▶ **Information shown**
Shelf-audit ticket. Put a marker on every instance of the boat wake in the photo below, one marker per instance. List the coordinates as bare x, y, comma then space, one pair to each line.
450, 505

--

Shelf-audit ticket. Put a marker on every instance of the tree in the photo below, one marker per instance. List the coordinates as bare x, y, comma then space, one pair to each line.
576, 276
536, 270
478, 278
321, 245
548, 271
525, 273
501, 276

▶ **Written exercise**
Show each line of the data above that contains the word "space".

▶ **Task response**
Shelf-audit ticket. Put a marker on every instance of the boat wake in the photo below, one marker per instance. List the coordinates as bare x, y, comma then space, one pair to each line.
Shelf-audit ticket. Put a marker on every instance of the tree in the photo below, one marker per instance. List the coordinates as bare x, y, comma then space, one pair to each line.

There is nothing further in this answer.